**The data:**
= Beginning of Section =
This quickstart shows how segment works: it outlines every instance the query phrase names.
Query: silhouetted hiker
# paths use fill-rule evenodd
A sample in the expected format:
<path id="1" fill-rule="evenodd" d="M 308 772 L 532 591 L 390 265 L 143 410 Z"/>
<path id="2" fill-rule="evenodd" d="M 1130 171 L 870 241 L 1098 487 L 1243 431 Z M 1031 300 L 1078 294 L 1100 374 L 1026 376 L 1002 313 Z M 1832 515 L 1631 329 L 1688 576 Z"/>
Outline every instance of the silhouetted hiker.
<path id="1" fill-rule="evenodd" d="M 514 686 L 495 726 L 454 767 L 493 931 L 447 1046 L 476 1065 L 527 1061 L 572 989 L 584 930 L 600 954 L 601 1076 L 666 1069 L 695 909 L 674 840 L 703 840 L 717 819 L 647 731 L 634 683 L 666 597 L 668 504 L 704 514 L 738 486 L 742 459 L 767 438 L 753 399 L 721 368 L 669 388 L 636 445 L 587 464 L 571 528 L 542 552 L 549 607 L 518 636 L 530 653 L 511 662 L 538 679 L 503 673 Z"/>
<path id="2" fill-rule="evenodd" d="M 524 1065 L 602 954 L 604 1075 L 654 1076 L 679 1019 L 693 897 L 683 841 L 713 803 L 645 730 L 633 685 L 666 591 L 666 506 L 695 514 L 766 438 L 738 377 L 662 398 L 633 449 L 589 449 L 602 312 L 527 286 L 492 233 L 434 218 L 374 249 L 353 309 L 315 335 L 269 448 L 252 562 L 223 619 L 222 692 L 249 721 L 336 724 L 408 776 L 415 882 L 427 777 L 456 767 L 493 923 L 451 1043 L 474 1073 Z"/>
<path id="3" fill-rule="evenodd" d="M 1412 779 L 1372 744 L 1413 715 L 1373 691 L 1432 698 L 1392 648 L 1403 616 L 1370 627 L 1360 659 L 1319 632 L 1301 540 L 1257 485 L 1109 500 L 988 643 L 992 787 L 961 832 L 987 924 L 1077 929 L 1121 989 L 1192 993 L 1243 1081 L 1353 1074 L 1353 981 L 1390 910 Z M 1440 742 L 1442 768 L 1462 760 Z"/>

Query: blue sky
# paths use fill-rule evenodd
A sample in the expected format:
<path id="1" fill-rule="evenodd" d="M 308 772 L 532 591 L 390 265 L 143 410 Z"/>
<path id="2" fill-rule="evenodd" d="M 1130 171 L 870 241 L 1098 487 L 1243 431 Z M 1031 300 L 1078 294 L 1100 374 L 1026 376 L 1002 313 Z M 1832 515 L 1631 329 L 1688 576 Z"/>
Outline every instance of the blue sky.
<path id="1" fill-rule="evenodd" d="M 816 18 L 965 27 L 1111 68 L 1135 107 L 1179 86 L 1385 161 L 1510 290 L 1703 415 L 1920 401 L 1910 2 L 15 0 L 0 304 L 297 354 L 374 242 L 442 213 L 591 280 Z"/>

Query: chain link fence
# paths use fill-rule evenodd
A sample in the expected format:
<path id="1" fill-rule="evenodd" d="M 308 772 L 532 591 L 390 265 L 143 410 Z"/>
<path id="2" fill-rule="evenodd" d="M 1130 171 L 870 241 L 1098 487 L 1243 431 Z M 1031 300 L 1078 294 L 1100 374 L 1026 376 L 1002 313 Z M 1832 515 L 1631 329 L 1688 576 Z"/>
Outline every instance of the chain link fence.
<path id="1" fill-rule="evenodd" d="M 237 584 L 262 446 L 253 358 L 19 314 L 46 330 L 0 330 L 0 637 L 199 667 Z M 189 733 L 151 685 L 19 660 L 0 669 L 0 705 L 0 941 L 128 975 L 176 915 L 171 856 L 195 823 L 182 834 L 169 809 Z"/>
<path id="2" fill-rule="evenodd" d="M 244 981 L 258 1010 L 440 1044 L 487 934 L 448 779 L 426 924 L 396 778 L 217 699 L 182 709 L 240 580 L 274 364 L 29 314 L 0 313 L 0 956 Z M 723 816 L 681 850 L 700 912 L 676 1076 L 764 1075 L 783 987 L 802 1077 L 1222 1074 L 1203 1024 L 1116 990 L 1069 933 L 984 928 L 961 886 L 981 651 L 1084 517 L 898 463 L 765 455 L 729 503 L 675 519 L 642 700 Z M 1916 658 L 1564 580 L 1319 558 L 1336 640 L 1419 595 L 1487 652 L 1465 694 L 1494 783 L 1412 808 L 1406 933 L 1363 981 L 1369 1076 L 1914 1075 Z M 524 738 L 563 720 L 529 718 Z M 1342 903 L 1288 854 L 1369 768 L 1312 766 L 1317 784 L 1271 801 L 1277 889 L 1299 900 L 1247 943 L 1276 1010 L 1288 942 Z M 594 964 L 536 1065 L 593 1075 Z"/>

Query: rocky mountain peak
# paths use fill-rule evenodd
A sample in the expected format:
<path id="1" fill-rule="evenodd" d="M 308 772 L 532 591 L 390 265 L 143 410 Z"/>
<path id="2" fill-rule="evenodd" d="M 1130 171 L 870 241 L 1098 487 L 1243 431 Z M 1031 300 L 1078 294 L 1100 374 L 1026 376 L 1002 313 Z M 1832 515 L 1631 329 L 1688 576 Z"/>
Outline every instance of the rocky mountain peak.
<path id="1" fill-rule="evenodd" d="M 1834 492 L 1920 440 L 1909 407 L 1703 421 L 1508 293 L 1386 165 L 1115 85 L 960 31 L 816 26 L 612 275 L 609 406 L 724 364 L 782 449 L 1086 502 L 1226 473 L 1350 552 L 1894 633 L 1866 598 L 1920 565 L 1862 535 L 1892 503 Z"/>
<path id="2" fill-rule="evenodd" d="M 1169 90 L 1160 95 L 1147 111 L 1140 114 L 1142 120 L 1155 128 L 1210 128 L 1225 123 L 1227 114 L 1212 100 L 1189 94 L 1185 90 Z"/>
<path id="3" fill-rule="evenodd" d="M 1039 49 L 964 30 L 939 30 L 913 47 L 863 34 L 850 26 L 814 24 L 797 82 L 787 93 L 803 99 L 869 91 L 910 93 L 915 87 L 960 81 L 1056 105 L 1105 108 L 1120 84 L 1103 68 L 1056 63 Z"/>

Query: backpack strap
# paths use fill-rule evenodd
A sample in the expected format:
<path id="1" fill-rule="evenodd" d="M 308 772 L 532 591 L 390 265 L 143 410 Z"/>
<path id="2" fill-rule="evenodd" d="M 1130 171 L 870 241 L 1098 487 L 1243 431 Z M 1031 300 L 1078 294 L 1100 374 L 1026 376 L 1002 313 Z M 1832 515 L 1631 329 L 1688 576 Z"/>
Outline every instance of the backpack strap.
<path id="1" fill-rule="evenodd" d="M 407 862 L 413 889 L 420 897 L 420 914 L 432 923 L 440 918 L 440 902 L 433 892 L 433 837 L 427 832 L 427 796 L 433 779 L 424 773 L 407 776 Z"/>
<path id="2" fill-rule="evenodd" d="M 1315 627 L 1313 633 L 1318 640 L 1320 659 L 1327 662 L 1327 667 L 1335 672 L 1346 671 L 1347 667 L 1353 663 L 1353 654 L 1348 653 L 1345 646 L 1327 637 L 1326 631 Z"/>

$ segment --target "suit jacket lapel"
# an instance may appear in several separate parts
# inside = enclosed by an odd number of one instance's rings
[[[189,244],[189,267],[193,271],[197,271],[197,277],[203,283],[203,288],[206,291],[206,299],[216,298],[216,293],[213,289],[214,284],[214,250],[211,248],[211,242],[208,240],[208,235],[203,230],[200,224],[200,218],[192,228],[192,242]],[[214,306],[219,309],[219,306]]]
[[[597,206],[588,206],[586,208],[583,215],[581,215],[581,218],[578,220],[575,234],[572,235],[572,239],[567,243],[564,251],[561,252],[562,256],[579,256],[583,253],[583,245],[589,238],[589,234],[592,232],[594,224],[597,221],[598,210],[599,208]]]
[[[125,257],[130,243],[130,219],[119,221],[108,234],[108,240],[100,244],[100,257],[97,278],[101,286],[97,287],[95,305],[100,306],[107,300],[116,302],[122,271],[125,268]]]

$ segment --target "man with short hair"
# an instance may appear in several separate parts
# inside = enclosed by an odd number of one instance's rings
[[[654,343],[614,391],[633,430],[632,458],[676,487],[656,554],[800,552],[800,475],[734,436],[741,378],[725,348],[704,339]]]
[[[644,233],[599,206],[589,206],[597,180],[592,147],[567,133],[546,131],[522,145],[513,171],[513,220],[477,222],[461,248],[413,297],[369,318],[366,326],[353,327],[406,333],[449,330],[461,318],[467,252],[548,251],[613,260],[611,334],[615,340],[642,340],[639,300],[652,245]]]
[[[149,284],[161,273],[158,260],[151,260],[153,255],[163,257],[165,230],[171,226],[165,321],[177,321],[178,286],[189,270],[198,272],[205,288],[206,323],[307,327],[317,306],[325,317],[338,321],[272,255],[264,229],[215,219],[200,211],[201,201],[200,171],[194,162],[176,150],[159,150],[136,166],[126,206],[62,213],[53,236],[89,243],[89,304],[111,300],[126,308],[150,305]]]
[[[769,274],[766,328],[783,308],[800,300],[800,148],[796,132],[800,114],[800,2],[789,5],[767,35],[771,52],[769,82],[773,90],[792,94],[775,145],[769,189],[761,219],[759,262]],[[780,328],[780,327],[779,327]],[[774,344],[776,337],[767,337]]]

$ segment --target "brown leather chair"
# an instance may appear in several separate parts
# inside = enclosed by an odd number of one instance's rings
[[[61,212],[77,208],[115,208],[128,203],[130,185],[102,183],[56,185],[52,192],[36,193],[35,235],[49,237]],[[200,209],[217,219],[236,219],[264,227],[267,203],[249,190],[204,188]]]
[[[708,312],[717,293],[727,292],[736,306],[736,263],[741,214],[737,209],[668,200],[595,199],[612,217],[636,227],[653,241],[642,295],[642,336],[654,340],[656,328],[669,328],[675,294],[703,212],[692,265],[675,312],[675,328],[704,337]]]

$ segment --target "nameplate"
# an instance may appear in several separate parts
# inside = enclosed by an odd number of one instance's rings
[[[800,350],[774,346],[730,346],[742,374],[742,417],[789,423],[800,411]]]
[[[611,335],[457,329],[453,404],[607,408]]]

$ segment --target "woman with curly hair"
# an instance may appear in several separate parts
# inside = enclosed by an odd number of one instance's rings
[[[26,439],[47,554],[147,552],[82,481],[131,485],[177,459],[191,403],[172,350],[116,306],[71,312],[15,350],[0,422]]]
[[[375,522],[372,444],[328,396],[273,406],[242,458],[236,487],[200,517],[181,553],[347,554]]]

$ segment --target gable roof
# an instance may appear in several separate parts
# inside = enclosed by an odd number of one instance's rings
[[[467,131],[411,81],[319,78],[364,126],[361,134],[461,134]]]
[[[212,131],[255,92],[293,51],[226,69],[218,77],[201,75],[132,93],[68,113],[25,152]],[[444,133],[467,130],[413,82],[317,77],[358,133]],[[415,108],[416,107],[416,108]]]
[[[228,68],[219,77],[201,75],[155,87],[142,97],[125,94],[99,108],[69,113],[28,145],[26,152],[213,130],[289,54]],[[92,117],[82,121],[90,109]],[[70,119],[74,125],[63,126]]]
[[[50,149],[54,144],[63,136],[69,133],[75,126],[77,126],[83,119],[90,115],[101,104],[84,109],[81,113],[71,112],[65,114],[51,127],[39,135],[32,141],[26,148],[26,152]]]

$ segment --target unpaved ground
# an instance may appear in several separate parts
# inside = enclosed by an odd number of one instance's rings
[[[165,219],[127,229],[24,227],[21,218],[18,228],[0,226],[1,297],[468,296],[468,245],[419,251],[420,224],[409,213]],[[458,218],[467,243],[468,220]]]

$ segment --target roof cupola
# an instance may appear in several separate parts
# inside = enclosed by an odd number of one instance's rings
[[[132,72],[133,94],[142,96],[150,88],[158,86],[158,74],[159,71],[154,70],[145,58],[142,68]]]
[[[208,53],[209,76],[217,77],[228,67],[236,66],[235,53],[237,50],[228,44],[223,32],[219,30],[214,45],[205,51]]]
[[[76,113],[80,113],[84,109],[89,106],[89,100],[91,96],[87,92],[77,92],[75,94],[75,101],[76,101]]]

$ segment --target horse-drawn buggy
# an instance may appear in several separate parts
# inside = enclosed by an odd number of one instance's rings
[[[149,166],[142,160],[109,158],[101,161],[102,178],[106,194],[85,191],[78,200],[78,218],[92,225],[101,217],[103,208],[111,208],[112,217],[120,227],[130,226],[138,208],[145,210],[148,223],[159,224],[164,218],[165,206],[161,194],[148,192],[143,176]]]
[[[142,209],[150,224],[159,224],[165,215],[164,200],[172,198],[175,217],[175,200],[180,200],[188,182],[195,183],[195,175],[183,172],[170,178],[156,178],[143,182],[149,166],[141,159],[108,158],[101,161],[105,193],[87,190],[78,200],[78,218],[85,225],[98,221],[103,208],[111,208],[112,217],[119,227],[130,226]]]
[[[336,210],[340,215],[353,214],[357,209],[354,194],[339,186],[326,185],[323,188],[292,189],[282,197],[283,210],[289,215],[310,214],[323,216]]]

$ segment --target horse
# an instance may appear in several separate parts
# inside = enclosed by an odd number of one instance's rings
= End of Section =
**Task brief:** Search the listing above for the word "with", and copy every line that has it.

**Completed exercise:**
$ segment --target "man with short hair"
$ segment --target "woman with curly hair"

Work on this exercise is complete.